*REQUIRED TASKS:*
1/ In the muscle flashcards, what two structures make up the intercalated disks of the heart?
2/ Extend the musculoskeletal flashcards with further cards, beginning after their final line.

MCAT Musculoskeletal muscle Flashcards
Red fibers ( slow twitch) v. White fibers ( fast twitch)
Red fibers are for more sustained contractions and has more mitochondria to carry out oxidative phosphorolaytion and more myoglobin ( carries O2 via heme prosthetic group).
White fibers has less mitochondria and myoglobin. Responsible for fast movements.
Tonus
Sustained rhythmic contraction of smooth muscle.
Myogenic activity
Contraction without nervous system innervation. Seen in smooth muscle.
What makes cardiac muscle different from skeletal and smooth muscle?
Cardiac muscle has properties of both smooth ( innervation via autonomic NS and fire rhythmically) and skeletal muscle ( appears striated under the microscope).
Heart fires rhythmically via intercalated disks; made of desmosomes which prevents cells from separation during the contraction and gap junctions which allows for the cells to fire rhythmically.
How many nuclei does each muscle type contains?
Skeletal has many nuclei.
Cardiac has 1-2 nuclei
smooth is uninucleated.

*AVAILABLE DATA:*
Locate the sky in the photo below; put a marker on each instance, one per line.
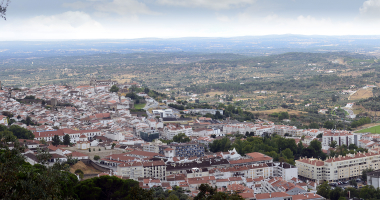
(130, 19)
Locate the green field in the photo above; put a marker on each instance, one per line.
(375, 129)
(139, 106)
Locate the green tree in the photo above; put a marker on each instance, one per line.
(333, 144)
(66, 139)
(56, 141)
(21, 133)
(336, 193)
(28, 120)
(21, 180)
(352, 146)
(207, 192)
(114, 88)
(328, 125)
(181, 137)
(111, 187)
(364, 173)
(324, 189)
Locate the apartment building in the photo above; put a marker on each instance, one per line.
(184, 149)
(340, 137)
(143, 169)
(284, 170)
(337, 169)
(172, 130)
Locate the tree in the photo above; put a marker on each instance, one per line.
(114, 88)
(314, 125)
(364, 173)
(333, 144)
(324, 190)
(335, 193)
(56, 141)
(328, 125)
(208, 192)
(80, 173)
(21, 180)
(352, 147)
(28, 120)
(181, 137)
(66, 139)
(111, 187)
(353, 182)
(21, 133)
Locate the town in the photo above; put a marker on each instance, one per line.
(95, 125)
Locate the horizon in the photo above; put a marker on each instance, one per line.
(139, 19)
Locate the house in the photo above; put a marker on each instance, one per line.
(78, 155)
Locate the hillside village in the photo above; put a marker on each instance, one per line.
(100, 122)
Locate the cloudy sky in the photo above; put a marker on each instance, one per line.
(126, 19)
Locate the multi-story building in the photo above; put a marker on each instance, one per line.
(337, 169)
(172, 130)
(145, 169)
(188, 150)
(284, 170)
(340, 137)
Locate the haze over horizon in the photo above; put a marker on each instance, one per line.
(132, 19)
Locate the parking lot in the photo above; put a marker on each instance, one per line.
(347, 184)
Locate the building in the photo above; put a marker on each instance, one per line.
(83, 143)
(143, 169)
(340, 137)
(284, 170)
(172, 130)
(373, 178)
(334, 169)
(188, 150)
(108, 82)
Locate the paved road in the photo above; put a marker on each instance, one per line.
(350, 113)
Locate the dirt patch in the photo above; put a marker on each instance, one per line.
(278, 110)
(85, 168)
(361, 94)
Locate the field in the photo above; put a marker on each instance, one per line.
(373, 129)
(139, 106)
(85, 168)
(361, 94)
(291, 112)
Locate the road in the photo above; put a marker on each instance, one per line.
(350, 113)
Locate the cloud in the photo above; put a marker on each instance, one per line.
(370, 10)
(211, 4)
(121, 7)
(67, 25)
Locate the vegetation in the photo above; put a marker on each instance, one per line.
(114, 88)
(181, 138)
(279, 148)
(18, 131)
(149, 137)
(367, 192)
(374, 129)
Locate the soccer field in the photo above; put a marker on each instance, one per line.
(375, 129)
(139, 106)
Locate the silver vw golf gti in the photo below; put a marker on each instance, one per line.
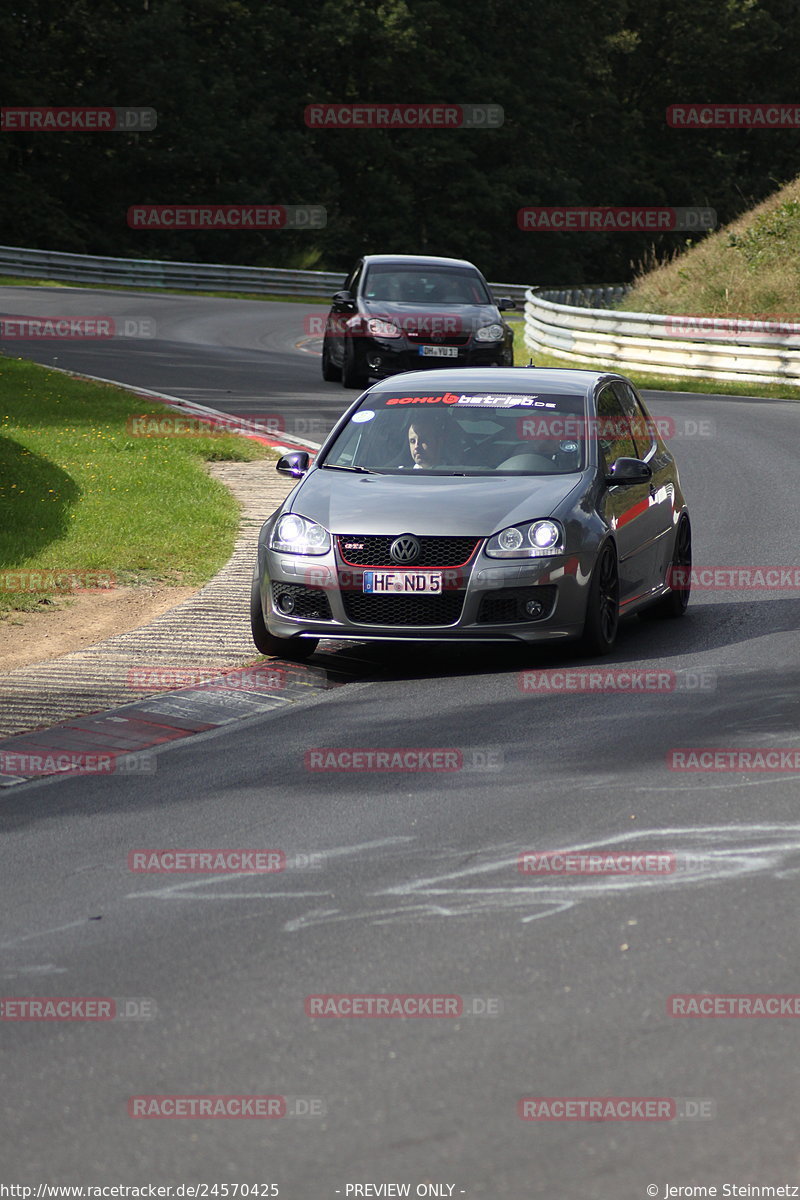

*RESPONSES BY TASK:*
1/ Desmosomes and gap junctions.

2/
Describe the fibers of each muscle type
Skeletal muscle and smooth muscle are bunched while cardiac fibers are branched.
Which muscle types contains gap junctions?
Smooth and cardiac muscle.
What components of the nervous system control each of the muscle fibers?
Skeletal muscle is controlled the somatic NS ( voluntary control)
Cardiac and smooth muscle are controlled by the autonomic NS ( involuntary control).
Striated muscle
Muscle that appears stripped ( sacromeres) under the microscope.
Role of titin in the sacromere
anchors actin and myosin together and prevents overstretching.
Define each of the zones and bands of the sacromere?
Z-line - represents the boundary of the sacromere.
M-line- line that runs down the center of the sacromere.
I band- represents thin actin
H band- represents thick myosin
A band- the overlap of the I and H bands.
During contraction the myosin pulls towards of the sacromere decreasing the sacromere. This causes a decrease in the I and H bands but NOT the A band.
Describe how calcium is released for muscle contraction?
- Ach binds to ligand gated channels on the sacrolemma.
- Na+ moves in and depolarize causing an action potential that propagates down the T-tubules to the sacroplasmic reticulum causing the release of calcium down it’s concentration gradient.
- Calcium binds to tropinin causing a change in tropomyosin and exposing the myosin- binding sites on actin that allows myosin heads to bind to the actin.
- When depolarizing stimulus is stopped calcium is actively transported back into sacroplasmic reticulum causing the muscle to go back in a resting state.
What is the functional unit of cardiac and skeletal muscle?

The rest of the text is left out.